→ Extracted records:
##########

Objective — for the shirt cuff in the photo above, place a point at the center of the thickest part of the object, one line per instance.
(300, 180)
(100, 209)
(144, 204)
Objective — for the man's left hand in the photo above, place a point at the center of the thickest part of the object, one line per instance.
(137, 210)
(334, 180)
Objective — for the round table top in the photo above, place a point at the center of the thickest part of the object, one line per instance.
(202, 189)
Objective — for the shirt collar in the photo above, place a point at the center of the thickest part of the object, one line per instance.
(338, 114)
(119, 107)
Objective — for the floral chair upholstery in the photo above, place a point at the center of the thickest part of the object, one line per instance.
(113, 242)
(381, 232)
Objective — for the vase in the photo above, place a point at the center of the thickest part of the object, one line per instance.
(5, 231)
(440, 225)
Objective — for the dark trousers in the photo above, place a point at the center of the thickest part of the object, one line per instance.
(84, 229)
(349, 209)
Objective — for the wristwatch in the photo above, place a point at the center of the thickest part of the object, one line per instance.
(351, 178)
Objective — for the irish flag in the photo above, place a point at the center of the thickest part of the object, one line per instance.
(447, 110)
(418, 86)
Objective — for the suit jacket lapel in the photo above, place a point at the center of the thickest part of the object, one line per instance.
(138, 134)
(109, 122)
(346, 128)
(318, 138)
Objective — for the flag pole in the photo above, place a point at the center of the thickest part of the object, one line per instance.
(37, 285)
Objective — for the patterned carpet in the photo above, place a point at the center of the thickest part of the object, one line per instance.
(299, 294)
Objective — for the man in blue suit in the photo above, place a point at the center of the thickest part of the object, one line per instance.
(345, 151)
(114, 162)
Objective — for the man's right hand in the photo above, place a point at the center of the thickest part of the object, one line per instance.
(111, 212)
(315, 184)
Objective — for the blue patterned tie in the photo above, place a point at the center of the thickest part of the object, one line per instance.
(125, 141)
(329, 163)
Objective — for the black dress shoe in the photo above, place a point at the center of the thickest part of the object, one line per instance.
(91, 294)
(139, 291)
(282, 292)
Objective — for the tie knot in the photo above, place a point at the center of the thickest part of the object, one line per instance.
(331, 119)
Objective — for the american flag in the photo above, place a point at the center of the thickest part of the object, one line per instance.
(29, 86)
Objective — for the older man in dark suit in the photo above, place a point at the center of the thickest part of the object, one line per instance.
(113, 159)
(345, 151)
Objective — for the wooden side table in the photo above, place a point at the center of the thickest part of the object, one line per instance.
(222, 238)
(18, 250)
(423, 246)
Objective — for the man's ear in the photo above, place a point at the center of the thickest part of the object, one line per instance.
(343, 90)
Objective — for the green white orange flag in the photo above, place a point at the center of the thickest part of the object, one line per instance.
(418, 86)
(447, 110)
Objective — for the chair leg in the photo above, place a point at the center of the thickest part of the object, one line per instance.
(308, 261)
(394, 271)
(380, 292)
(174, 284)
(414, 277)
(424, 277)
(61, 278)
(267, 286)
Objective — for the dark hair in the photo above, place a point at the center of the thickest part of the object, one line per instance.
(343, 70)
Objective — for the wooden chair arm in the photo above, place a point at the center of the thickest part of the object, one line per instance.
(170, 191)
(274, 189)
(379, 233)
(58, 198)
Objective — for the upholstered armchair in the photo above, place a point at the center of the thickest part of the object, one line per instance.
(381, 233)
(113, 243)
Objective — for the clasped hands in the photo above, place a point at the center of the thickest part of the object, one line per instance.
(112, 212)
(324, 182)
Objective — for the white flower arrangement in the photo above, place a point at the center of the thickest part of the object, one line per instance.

##########

→ What you will do: Update each of the records above by changing "place a point" to "mark a spot", and leave everything else the same.

→ Result for this exercise:
Objective — for the shirt cuff in the photo above, mark a spot at the center of the thickest part of the object, one line per instance.
(300, 180)
(100, 209)
(144, 204)
Objective — for the man's left hand in the photo above, mark a spot at the center of the thickest part of the object, one line per instance.
(137, 210)
(334, 180)
Objective — for the round table top in the photo above, mark a spot at the center of the thickest part of the object, one line per instance.
(202, 189)
Objective — for the shirt collar in the photo above, mark a spot at the center of the thickest part of the object, one line per instance.
(338, 114)
(119, 107)
Objective — for the floral chair upholstery in the photo above, mark a spot at the center of the thickest part of the object, one line per instance.
(113, 242)
(381, 232)
Objective — for the vase in the photo above, mark a spot at the center of the thickest part of the object, one line per instance.
(5, 231)
(440, 225)
Objective — for the dark trousers in the photo above, mark a spot at the center of the thickest part of the object, one line per instance.
(84, 229)
(349, 209)
Objective — for the wristwatch in the photo above, mark a spot at the center of the thickest part of the object, one line per instance.
(351, 178)
Objective — for the irish flag in the photo above, mark a spot at the center of the thickest part of the object, one line per instance.
(447, 110)
(418, 86)
Objective — for the suit jacket lapel in the photo above, mark a spot at the center of the thickest part of the object, one line per instance.
(138, 134)
(109, 122)
(346, 128)
(318, 138)
Objective — for the flag pole in the photo above, mark a spot at the center of the thickest part of the object, one line per instance.
(37, 285)
Objective — for the patterned carpet in the photo above, mark a spot at the center of the thickest part of the object, one line per instance.
(299, 294)
Objective — for the man in blue suit in the photo above, mark a spot at the center of the thickest part of the object, one line per instance.
(345, 151)
(114, 162)
Objective — for the man's right hand in the photo above, mark a spot at the center of the thickest part of the object, one line per instance.
(111, 212)
(315, 184)
Objective — for the blue patterned tie in the photo above, mark a spot at the center of the thickest part of the object, one line per instance.
(125, 141)
(329, 163)
Objective — for the black dress shoe in the photo above, mark a spot at the center of the thickest part of the object, one line per instance.
(91, 294)
(139, 291)
(282, 292)
Objective — for the tie knot in the photo above, mark a spot at the center of the thickest part of the object, one line per instance.
(331, 119)
Objective — for the american flag in the photo above, mark a spot at the center of the thickest part of the object, one line per instance.
(29, 86)
Objective — for the older man in dark suit in the photo above, mark a spot at the center of the thickest part of the object, one line per instance.
(113, 159)
(345, 151)
Objective — for the wooden side table in the photo above, mark a spot at the center of the thickest part of the object, one line per instance.
(222, 238)
(18, 250)
(423, 246)
Objective — for the man's ear in the photo above, mark a spot at the center of the thickest part of the object, one line per instance.
(343, 90)
Objective — for the green white orange flag in the photo above, mark a spot at the center of the thickest part of the object, one line per instance.
(418, 86)
(447, 110)
Objective — for the chair leg in the photo above, mark a spot at the center of the thickest part of the object, one line per instance.
(308, 261)
(394, 271)
(380, 292)
(174, 284)
(414, 277)
(424, 277)
(61, 278)
(267, 286)
Objective — for the dark hair in the photo above, mark a spot at the center of the thickest part of the object, one line per instance.
(343, 70)
Objective — for the wooden chair arm in the photo above, mark a spot at the center of the thickest part of the object, one line per instance.
(170, 191)
(274, 189)
(379, 233)
(58, 198)
Objective — for the upholstered armchair in the photo above, mark a spot at the center of the thickest part of the object, one line per instance.
(381, 233)
(113, 243)
Objective — for the clasped hands in the photo above, mark a spot at the center of the thickest part of the object, one line per instance.
(112, 212)
(324, 182)
Objective — for the white flower arrangement in the photo above, mark a spot at the center of the thickest part of the object, one line per instance.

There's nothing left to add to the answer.